* **Problem**: Look through the listing below, and wherever a line has the string "exact", copy it.

* **Input records**:
━━━━━━

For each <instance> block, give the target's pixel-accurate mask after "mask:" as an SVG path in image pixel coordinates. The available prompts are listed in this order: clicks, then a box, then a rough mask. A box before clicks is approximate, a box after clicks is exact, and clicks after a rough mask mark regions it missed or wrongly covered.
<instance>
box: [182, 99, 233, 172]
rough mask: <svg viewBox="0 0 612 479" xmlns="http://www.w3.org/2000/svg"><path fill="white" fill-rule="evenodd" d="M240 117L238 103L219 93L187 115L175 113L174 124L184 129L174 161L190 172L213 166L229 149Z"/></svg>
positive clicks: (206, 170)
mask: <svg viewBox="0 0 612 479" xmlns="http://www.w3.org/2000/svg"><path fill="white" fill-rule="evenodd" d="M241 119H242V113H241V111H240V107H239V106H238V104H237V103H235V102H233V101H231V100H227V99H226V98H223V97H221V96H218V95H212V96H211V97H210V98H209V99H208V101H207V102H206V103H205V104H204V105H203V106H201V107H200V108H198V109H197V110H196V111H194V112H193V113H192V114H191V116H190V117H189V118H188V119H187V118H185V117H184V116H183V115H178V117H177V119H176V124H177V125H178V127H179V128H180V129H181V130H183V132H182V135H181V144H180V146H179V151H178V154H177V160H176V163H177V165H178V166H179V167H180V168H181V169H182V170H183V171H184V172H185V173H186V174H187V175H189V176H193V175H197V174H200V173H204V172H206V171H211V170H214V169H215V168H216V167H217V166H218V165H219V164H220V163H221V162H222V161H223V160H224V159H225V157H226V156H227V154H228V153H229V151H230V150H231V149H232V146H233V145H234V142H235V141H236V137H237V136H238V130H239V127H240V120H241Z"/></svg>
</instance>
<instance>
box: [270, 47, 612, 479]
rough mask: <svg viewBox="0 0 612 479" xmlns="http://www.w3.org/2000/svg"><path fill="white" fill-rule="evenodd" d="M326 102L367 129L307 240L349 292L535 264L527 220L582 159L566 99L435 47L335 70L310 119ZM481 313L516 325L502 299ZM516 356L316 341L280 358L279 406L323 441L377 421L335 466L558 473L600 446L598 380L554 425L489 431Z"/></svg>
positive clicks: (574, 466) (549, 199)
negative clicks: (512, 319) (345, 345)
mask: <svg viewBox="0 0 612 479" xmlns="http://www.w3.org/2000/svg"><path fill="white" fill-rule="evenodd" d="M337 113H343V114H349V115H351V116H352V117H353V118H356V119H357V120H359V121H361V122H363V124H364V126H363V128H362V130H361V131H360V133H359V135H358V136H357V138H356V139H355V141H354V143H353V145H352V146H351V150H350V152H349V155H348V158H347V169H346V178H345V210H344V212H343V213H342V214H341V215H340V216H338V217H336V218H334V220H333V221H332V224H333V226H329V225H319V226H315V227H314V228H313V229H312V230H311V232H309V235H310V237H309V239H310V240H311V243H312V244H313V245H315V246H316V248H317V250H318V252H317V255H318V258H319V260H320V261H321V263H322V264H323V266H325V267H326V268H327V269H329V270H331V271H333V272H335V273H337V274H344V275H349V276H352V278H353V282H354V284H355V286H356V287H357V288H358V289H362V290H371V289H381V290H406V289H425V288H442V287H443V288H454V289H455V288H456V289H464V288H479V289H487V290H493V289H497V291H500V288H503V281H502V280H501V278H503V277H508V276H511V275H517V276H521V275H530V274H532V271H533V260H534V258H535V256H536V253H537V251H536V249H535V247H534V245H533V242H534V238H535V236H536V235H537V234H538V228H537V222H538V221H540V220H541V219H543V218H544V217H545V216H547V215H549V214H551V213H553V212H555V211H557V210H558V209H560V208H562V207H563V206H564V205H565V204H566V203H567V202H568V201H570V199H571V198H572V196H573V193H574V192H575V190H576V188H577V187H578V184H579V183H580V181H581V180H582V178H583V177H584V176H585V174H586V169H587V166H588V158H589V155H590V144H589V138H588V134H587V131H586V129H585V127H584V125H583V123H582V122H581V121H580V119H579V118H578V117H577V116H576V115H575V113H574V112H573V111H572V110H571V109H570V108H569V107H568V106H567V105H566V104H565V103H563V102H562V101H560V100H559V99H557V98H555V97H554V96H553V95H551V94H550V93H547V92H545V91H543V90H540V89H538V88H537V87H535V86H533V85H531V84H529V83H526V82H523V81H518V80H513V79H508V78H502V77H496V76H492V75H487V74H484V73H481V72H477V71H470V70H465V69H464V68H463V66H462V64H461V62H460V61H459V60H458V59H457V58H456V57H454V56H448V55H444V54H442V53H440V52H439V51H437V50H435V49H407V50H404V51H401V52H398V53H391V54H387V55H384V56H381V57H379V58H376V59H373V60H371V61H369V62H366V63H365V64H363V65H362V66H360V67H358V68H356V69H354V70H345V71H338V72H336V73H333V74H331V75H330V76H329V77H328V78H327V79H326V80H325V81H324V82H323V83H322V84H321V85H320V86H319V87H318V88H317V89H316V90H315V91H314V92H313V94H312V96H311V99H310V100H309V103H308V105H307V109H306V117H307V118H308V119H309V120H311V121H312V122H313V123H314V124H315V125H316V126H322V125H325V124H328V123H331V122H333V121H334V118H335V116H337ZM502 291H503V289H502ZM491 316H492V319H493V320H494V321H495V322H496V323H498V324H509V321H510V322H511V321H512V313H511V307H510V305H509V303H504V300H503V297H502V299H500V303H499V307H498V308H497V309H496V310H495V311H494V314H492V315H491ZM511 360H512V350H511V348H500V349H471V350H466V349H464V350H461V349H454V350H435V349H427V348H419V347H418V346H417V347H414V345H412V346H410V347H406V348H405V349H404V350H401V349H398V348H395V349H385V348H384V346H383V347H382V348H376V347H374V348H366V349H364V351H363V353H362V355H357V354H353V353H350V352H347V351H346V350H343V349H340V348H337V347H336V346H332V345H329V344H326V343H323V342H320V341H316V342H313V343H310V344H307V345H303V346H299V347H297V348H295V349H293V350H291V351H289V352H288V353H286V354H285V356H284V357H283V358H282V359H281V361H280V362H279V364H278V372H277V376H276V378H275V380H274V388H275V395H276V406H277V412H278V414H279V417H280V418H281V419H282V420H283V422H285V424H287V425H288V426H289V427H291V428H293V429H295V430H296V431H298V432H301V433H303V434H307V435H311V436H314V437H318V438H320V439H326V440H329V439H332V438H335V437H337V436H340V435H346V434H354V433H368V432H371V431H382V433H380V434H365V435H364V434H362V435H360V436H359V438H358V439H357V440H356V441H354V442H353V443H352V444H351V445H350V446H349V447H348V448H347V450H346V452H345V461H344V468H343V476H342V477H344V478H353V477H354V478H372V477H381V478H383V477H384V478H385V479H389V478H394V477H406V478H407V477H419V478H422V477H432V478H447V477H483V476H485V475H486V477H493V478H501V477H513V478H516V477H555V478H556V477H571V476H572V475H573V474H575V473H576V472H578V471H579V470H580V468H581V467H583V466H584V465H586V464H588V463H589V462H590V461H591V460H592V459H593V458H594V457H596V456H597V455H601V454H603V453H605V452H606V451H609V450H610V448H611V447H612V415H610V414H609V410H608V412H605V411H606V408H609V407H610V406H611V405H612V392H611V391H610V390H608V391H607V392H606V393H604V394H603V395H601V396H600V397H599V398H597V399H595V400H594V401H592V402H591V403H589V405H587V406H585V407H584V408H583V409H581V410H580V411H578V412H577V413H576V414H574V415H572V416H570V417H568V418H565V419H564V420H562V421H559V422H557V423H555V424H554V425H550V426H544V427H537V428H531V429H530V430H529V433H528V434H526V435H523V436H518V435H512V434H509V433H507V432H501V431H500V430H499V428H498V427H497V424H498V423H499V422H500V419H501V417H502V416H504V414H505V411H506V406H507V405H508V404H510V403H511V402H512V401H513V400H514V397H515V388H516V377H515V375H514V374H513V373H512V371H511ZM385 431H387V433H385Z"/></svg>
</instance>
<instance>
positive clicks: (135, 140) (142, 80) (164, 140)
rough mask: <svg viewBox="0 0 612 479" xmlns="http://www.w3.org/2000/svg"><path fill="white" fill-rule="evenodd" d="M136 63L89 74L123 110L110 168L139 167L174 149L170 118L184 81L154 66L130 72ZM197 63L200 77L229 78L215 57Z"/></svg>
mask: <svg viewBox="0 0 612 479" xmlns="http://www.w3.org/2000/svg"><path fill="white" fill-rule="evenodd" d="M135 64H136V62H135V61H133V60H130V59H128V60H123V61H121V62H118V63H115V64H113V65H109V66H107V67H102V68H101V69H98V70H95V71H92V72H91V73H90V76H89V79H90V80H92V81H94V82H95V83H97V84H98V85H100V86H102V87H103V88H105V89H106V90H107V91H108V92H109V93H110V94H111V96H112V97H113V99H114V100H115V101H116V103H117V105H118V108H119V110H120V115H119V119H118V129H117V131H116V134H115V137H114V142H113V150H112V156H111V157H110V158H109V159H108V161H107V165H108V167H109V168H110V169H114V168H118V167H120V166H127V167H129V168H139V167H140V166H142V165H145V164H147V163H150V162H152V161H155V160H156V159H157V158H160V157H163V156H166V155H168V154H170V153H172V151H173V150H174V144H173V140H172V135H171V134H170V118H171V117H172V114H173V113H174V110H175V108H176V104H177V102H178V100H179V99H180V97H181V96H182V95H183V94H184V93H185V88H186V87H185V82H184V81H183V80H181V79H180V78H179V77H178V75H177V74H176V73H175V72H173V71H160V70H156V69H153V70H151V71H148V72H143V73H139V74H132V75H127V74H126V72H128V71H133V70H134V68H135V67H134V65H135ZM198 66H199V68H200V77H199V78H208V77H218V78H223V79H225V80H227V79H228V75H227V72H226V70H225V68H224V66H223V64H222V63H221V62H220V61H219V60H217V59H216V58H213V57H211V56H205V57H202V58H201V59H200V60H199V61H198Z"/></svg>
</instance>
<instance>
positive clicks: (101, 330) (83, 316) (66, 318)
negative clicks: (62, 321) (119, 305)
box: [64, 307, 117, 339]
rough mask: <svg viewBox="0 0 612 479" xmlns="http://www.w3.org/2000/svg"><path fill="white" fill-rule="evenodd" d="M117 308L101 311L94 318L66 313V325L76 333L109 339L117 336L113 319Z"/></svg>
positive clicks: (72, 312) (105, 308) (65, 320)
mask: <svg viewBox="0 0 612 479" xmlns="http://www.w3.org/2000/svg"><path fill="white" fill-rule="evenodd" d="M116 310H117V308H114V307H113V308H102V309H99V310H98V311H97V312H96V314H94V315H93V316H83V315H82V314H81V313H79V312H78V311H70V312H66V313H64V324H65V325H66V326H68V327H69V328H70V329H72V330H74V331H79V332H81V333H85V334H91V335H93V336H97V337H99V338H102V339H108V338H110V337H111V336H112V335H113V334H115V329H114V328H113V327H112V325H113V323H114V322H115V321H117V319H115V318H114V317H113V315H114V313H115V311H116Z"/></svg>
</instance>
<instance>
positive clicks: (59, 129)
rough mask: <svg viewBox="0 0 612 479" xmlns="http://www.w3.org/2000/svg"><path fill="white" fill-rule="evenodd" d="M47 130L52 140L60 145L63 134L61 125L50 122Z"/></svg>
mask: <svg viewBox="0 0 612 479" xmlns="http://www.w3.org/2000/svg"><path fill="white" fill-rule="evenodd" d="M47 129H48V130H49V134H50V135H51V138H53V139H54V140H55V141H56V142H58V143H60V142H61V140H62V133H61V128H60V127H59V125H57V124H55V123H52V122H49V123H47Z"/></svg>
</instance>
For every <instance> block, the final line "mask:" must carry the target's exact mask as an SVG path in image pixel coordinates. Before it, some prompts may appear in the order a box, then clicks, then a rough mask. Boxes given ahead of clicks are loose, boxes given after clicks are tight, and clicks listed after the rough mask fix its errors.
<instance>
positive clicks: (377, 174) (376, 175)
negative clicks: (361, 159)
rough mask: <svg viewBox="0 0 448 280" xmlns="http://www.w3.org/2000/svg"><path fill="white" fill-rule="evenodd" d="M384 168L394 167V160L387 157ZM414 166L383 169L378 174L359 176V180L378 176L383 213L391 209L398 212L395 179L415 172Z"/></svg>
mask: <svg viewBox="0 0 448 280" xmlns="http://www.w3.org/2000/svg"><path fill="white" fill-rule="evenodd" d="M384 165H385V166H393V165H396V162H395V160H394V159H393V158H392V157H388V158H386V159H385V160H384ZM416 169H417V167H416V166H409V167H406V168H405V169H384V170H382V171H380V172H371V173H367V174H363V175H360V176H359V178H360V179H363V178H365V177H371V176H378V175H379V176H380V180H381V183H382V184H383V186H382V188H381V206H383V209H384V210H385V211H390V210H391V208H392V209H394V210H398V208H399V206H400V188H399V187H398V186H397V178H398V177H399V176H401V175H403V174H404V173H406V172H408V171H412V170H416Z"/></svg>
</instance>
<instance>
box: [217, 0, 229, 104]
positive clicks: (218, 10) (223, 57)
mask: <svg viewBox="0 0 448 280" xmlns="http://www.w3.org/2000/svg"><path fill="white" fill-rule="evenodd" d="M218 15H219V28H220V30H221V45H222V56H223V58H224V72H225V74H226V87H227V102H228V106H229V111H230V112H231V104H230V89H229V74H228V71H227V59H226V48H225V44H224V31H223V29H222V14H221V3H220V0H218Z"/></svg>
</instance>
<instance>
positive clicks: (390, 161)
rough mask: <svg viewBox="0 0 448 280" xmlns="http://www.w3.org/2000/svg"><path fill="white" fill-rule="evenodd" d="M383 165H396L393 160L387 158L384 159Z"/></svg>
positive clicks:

━━━━━━

* **Exercise response**:
For each <instance> block, give the target's pixel-accurate mask after "mask:" as an SVG path in image pixel coordinates. The available prompts are listed in this order: clicks, then a box, then a rough mask. A box before clicks is approximate, a box after clicks is exact, and clicks after a rough mask mark regions it missed or wrongly covered.
For every <instance> block, the final line "mask:" must carry the target's exact mask as an SVG path in image pixel coordinates. Before it, some prompts may appear in the order a box, then clicks, then a rough mask. Boxes given ahead of clicks are loose, boxes given after clicks are tight, and clicks listed after the rough mask fix its errors.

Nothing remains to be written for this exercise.